**Text shown**
Burma versus Myanmar, and what that means to a Burmese American family, a country, and the world (Boston, Massachusetts, Rangoon, Burma/Yangon, Myanmar; 2011 and 1998, 2001 backstory): “How is it possible for such beauty to exist alongside evil?” asks Etta, the thirty-seven-year-old, “quarter Burmese” narrator of Elizabeth Shick’s mesmerizing historical novel.
Burma/Myanmar is a Southeast Asian country so few of us know. You’ll be in awe of how much you learn.
The Golden Land is a remarkable reading experience – emotionally, culturally, historically. An ambitious undertaking few contemporary novels have tackled given how closed off the country has been to the outside world for decades. The best known novel set in Burma was written in the 1930s by George Orwell, Burmese Days; and, we learn, his two classic tyranny novels, Animal Farm and 1984, were part of a trilogy based on his Burmese background.
Burma/Myanmar is, then, historically and fictionally complex. The first question is the country’s name. Is it Burma, as known for a century, or Myanmar since 1989? The US (and UK) still officially call it Burma. By centering the fictional plot coinciding with a momentous modern historical date in the centuries-old country pinpoints a dramatic turning point for Etta’s family, underscoring the significance of the question and why the refusal to acknowledge the new name.

**Extracted material**
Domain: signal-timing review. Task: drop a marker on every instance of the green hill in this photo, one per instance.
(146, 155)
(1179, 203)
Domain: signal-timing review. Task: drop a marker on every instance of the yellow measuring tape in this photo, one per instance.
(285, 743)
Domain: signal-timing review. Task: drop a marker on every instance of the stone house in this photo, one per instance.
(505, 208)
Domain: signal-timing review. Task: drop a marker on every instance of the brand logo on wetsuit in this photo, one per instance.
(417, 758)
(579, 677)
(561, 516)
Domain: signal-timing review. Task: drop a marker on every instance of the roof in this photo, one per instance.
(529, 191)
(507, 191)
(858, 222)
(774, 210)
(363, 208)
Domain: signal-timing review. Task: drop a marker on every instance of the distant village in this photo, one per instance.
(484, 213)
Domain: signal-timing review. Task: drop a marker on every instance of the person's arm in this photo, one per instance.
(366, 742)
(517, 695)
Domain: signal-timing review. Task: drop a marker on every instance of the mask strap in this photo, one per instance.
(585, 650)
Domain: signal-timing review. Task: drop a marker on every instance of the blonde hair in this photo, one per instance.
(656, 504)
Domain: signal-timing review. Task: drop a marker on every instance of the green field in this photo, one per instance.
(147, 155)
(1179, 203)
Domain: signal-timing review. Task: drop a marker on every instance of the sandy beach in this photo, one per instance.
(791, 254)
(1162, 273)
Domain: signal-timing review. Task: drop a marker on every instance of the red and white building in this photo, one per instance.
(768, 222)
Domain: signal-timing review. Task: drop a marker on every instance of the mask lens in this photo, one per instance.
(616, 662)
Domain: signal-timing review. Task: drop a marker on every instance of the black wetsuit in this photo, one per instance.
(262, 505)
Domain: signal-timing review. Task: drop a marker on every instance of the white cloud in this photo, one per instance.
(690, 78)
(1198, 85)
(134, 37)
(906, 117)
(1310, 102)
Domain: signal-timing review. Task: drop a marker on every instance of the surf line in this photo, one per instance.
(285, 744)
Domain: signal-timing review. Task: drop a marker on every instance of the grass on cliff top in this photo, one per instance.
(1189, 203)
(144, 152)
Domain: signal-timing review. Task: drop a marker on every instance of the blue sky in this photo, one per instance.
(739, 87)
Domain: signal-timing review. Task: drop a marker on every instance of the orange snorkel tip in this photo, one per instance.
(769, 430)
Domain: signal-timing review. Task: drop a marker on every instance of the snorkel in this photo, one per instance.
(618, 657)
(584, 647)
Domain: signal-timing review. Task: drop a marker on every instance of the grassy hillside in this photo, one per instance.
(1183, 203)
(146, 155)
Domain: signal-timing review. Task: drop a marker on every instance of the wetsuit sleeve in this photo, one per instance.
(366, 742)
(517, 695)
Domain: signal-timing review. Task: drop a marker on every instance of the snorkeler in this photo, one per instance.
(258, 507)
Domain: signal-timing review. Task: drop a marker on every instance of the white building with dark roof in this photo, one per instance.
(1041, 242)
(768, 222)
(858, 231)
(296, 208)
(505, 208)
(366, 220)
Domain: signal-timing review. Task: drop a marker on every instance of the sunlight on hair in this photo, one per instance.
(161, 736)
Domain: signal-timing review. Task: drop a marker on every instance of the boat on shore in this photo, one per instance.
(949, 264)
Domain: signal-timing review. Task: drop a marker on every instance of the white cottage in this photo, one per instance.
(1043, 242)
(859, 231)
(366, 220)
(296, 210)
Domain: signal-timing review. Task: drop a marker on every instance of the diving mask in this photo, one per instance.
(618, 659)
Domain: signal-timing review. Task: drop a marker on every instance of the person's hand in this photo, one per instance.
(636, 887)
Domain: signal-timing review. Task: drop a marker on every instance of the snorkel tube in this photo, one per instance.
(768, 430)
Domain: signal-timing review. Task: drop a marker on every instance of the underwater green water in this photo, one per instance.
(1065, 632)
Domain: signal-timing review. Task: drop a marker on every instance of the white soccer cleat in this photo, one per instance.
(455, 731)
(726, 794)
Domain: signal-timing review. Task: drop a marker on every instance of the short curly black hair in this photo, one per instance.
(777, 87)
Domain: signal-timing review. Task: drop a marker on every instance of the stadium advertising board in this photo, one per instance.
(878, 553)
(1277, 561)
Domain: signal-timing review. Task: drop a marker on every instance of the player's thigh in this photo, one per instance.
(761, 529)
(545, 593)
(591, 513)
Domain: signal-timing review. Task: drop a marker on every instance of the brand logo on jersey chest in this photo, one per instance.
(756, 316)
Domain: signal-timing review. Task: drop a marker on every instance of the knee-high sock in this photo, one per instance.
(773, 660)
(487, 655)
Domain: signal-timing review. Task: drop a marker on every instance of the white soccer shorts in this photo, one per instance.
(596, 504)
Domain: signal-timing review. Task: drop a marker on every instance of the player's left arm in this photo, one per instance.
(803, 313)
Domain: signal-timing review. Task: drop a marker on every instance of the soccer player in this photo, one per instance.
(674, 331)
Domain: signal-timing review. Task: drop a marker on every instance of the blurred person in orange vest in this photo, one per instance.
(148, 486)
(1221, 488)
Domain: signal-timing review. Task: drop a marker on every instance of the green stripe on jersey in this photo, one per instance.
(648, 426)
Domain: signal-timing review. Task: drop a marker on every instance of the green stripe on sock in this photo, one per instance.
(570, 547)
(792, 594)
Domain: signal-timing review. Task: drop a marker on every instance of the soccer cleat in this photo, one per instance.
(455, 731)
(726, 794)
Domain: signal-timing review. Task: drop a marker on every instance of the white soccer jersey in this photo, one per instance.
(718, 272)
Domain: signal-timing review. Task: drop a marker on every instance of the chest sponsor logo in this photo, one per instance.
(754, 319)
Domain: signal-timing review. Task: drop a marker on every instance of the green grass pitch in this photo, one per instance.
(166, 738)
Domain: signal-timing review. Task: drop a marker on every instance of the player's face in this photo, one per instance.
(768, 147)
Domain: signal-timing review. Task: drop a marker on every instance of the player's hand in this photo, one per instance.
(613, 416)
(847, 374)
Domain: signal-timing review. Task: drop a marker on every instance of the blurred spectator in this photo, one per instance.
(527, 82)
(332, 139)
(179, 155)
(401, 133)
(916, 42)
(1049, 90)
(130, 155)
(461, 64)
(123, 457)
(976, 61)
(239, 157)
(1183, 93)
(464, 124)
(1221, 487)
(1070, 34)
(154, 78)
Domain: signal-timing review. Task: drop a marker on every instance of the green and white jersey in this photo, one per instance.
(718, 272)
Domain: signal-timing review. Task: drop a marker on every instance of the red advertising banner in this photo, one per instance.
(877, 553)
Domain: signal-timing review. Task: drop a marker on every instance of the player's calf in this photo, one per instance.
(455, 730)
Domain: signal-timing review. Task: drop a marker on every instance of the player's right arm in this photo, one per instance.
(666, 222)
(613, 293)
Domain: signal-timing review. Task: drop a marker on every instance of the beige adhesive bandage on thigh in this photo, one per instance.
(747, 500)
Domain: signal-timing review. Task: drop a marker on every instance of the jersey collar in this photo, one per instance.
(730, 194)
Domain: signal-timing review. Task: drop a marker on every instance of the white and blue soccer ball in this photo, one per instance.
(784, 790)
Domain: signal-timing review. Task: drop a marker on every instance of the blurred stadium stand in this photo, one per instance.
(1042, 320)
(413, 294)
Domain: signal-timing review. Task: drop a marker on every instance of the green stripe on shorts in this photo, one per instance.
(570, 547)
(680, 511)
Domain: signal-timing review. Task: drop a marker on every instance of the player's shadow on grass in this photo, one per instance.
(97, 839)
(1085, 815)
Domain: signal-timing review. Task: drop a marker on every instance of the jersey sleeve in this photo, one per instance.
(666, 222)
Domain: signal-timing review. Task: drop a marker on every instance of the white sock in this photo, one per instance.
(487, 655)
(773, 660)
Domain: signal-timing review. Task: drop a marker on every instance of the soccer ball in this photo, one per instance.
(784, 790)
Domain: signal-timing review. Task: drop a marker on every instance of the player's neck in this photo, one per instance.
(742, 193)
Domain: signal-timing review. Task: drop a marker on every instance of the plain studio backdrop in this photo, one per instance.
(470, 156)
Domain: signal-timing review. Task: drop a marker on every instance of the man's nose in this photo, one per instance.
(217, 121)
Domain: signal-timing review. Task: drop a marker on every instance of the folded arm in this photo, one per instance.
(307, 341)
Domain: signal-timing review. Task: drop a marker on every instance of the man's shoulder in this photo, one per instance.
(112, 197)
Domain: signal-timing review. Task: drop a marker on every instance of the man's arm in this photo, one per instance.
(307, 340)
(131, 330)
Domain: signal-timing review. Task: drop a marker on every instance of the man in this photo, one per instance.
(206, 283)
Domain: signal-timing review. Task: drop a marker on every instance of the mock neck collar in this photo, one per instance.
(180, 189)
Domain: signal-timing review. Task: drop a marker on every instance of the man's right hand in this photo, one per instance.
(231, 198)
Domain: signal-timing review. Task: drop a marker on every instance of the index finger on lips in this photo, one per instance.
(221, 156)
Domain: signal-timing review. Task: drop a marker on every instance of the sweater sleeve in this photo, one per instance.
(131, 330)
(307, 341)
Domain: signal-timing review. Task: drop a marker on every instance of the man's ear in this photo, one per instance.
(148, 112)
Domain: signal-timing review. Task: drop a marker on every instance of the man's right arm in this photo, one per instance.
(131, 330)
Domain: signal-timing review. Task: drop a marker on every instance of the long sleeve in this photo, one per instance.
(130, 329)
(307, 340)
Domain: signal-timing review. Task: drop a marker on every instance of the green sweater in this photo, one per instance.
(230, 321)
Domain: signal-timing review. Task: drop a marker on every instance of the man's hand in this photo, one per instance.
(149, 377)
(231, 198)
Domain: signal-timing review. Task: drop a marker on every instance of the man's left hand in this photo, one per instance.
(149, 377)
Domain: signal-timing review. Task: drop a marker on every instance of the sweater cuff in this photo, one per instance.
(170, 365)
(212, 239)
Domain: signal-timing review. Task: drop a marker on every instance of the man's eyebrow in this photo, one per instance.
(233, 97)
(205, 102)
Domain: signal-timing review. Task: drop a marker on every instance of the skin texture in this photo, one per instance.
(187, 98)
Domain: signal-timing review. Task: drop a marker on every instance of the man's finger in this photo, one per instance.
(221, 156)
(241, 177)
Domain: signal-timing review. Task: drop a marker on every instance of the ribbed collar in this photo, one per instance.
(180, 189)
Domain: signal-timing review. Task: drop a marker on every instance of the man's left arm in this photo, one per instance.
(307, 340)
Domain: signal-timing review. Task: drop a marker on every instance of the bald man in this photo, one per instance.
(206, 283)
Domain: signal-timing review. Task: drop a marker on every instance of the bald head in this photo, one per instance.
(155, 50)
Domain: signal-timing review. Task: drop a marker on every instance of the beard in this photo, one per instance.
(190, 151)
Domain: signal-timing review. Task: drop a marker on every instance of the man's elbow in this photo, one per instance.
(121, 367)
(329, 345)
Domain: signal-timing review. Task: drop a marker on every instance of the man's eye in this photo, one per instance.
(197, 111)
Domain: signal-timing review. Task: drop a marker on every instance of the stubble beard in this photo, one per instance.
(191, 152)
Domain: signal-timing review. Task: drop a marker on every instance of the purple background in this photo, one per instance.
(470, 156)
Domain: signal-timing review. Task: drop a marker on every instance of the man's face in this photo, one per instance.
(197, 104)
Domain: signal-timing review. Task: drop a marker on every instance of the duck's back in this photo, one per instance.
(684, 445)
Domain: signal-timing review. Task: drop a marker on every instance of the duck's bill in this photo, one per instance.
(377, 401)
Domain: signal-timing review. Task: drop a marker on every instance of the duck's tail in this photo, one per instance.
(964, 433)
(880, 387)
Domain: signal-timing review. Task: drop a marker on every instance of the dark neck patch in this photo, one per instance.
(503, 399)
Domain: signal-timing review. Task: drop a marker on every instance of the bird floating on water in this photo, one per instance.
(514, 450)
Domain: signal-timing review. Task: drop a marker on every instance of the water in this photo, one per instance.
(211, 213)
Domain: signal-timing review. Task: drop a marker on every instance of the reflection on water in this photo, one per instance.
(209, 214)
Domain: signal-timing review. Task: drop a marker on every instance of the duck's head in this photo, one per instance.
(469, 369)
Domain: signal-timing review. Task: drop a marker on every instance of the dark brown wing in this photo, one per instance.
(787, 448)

**Exercise**
In the review of The Golden Land above, retype the stretch from "Burma/Myanmar is, then, historically" through "the new name." word for word.

**Complete output**
Burma/Myanmar is, then, historically and fictionally complex. The first question is the country’s name. Is it Burma, as known for a century, or Myanmar since 1989? The US (and UK) still officially call it Burma. By centering the fictional plot coinciding with a momentous modern historical date in the centuries-old country pinpoints a dramatic turning point for Etta’s family, underscoring the significance of the question and why the refusal to acknowledge the new name.